BRIEF: Reproduce everything from the line containing "Practice step: find the woman" down to the end of the records, requests included. Raise every coordinate in the answers by 142.

──────────

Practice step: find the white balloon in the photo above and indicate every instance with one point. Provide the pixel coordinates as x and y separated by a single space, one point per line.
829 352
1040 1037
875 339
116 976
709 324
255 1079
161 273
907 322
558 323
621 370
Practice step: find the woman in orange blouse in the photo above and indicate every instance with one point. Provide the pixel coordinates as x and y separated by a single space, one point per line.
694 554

──────────

THE OUTPUT:
Practice step: find the woman in orange blouse in the photo above and indicate every instance with one point. Provide the pixel coordinates as x and y separated by a single space, one point per line.
836 696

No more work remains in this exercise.